* _Consegne da svolgere_
1 – Quale sentenza della Corte di Cassazione cita il brano sul lavoro sportivo dilettantistico?
2 – Cita parola per parola il brano sul lavoro sportivo dilettantistico, partendo dalle parole "Il punto di" e fermandoti dopo "Cass. sent. 602/2014).".

* _Estratto_
La presa di posizione appare quanto mai opportuna alla luce degli ondivaghi orientamenti fino ad oggi ricavabili dalla giurisprudenza in materia e i notevoli contenziosi che ne sono derivati e nasce nel quadro della collaborazione sorta all’interno dei tavoli tecnici Coni – Agenzia delle entrate – Inps – Ministero del Lavoro.

 

Il punto di partenza nasce dal mancato inquadramento, sotto il profilo del diritto del lavoro, dell’attività posta in essere dai soggetti che prestano la propria opera, a carattere oneroso, in favore di società e associazioni sportive dilettantistiche.

 

Era stata costretta la stessa Suprema Corte di Cassazione a scrivere che: “« … va aggiunto che la figura del lavoratore sportivo dilettante non forma oggetto di una disciplina giuridica compiuta, né nell’ordinamento sportivo, né in quello nazionale. Manca, infatti, uno specifico inquadramento sotto il profilo del diritto del lavoro mentre si rinviene la regolazione di taluni aspetti specifici, soprattutto nel settore del diritto tributario ….» (C. Cass. sent. 602/2014).

* _Dati memorizzati_
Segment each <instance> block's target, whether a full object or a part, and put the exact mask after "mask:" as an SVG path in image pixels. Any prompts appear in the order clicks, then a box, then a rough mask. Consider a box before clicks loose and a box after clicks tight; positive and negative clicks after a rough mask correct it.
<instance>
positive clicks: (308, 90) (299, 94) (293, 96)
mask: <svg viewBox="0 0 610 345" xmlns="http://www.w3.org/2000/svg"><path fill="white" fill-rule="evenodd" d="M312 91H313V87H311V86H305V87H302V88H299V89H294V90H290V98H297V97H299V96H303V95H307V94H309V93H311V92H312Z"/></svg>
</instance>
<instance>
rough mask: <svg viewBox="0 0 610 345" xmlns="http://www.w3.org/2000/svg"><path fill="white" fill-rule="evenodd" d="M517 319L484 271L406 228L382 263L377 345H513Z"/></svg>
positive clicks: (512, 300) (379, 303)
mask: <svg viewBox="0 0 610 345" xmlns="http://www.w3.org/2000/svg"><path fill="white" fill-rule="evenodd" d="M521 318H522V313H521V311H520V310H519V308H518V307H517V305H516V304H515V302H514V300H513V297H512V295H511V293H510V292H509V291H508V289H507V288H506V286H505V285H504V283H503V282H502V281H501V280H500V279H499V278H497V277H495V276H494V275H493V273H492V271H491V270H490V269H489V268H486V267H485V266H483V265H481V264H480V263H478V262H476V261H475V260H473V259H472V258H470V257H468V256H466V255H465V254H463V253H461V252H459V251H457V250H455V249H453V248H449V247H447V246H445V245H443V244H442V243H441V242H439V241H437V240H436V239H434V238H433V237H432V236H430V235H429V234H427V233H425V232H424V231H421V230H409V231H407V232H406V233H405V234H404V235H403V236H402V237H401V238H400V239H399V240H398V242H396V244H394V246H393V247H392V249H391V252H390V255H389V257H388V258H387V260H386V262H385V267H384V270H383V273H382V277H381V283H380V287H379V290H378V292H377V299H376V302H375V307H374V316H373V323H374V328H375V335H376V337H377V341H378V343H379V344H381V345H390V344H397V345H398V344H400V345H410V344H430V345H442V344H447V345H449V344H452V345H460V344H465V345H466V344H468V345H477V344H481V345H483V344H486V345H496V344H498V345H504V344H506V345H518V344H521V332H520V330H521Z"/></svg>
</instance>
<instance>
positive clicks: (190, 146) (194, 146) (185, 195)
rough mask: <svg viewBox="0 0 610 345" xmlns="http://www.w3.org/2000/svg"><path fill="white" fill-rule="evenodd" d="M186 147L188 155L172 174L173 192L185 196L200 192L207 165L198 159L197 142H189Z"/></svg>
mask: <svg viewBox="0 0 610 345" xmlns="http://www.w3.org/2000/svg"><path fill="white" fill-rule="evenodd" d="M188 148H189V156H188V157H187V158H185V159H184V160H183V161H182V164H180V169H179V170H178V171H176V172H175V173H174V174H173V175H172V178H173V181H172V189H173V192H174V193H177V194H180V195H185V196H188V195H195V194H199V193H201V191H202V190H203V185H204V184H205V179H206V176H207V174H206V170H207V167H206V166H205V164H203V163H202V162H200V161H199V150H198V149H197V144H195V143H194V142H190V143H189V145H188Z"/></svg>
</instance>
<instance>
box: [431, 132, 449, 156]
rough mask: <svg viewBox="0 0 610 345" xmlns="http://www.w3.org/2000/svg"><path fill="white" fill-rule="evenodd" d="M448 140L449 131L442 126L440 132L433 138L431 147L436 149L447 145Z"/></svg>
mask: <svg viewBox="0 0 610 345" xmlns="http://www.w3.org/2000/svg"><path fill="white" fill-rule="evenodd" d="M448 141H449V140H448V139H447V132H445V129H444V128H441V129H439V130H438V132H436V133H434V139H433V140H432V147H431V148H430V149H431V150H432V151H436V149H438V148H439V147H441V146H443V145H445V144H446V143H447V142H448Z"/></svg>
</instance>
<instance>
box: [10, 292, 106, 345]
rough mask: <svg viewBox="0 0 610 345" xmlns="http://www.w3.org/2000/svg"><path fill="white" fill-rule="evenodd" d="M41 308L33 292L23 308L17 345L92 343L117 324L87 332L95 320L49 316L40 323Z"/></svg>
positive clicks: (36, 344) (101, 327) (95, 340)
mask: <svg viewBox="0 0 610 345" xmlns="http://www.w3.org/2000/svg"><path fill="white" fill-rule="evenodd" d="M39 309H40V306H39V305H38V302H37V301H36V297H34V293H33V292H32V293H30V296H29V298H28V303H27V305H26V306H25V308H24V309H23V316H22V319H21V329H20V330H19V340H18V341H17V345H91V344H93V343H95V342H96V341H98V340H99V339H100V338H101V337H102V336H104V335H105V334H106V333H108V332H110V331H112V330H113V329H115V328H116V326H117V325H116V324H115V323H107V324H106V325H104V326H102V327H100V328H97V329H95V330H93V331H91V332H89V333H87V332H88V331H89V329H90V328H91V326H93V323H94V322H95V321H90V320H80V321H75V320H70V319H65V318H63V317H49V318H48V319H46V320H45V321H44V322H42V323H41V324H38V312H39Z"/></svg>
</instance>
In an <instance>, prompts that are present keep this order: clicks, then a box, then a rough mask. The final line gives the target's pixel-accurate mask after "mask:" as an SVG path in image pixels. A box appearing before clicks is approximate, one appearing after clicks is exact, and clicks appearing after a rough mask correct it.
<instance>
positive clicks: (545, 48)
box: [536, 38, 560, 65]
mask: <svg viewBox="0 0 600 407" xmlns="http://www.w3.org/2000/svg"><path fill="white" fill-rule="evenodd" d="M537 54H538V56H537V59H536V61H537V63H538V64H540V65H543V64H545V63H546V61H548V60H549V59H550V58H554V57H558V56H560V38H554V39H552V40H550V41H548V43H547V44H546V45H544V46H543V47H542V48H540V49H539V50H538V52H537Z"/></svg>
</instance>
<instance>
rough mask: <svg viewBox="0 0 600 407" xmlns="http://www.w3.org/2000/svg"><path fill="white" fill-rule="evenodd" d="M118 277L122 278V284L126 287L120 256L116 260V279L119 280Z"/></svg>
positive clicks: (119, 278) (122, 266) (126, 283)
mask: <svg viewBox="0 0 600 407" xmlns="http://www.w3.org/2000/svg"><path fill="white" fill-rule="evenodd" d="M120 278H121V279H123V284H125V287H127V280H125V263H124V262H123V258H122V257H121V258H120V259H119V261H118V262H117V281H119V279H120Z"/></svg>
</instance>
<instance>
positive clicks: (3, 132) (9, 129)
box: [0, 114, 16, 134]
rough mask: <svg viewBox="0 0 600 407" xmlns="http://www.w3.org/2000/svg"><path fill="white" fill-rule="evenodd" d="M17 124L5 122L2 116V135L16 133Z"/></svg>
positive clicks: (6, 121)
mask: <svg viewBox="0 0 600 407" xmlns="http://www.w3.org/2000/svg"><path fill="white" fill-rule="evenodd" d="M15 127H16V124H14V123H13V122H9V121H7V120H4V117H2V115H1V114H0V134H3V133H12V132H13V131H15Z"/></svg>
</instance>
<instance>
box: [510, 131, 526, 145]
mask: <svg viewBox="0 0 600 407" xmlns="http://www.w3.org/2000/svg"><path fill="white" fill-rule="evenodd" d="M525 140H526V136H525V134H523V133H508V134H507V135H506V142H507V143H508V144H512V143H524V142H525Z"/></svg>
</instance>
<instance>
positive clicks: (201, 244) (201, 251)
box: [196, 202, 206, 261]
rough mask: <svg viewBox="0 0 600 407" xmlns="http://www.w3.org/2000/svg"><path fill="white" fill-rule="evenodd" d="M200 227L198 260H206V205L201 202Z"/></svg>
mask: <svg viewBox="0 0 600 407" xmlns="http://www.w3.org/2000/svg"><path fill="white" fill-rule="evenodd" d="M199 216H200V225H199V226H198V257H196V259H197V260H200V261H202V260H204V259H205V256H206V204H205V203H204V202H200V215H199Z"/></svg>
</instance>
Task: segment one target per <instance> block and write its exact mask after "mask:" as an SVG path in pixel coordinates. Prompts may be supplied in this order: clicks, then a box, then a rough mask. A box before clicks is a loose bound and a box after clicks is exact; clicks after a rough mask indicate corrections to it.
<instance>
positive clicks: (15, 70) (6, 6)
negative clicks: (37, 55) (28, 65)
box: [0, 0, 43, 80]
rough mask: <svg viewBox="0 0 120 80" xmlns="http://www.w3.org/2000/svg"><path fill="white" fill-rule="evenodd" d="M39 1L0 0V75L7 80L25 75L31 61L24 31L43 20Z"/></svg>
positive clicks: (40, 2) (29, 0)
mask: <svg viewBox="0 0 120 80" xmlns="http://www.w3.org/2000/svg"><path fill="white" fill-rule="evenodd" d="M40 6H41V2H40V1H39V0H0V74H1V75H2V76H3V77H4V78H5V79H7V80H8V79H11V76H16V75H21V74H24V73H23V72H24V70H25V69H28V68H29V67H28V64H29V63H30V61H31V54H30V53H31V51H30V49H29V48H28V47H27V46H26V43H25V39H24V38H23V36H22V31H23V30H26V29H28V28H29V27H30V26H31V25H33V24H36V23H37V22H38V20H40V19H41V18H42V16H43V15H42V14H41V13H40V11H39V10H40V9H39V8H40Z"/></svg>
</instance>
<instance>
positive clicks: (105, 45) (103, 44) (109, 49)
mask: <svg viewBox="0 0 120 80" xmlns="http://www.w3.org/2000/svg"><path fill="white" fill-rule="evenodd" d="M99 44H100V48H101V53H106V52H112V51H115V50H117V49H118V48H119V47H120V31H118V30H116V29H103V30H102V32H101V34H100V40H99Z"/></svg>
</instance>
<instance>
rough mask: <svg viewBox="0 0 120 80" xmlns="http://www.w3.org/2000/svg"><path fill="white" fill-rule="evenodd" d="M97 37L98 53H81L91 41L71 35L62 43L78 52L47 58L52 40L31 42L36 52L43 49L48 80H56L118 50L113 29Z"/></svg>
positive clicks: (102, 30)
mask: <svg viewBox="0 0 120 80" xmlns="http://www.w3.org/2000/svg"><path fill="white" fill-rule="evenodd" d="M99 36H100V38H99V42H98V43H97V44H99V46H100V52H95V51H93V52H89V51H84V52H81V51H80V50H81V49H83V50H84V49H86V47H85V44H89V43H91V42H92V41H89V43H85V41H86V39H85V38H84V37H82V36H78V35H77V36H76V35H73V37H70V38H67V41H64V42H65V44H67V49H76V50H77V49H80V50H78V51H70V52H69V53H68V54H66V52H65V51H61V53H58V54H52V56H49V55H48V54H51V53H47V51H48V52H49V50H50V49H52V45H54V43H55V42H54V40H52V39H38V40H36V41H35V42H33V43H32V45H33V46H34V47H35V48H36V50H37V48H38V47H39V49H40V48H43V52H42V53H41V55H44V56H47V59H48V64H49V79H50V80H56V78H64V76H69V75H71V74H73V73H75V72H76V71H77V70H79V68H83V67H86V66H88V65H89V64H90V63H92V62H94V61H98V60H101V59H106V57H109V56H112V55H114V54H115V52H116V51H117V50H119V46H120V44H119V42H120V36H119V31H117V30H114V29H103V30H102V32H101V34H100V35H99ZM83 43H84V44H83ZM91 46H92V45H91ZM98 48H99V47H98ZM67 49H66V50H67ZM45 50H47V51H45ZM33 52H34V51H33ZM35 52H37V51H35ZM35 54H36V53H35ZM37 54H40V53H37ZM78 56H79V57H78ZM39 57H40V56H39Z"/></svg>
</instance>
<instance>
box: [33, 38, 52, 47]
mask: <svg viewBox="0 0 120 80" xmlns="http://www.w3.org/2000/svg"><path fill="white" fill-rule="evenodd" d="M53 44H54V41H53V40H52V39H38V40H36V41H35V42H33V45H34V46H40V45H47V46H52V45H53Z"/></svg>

* _Soluzioni qui sotto_
1 – La sentenza n. 602/2014.

2 –
Il punto di partenza nasce dal mancato inquadramento, sotto il profilo del diritto del lavoro, dell’attività posta in essere dai soggetti che prestano la propria opera, a carattere oneroso, in favore di società e associazioni sportive dilettantistiche.

 

Era stata costretta la stessa Suprema Corte di Cassazione a scrivere che: “« … va aggiunto che la figura del lavoratore sportivo dilettante non forma oggetto di una disciplina giuridica compiuta, né nell’ordinamento sportivo, né in quello nazionale. Manca, infatti, uno specifico inquadramento sotto il profilo del diritto del lavoro mentre si rinviene la regolazione di taluni aspetti specifici, soprattutto nel settore del diritto tributario ….» (C. Cass. sent. 602/2014).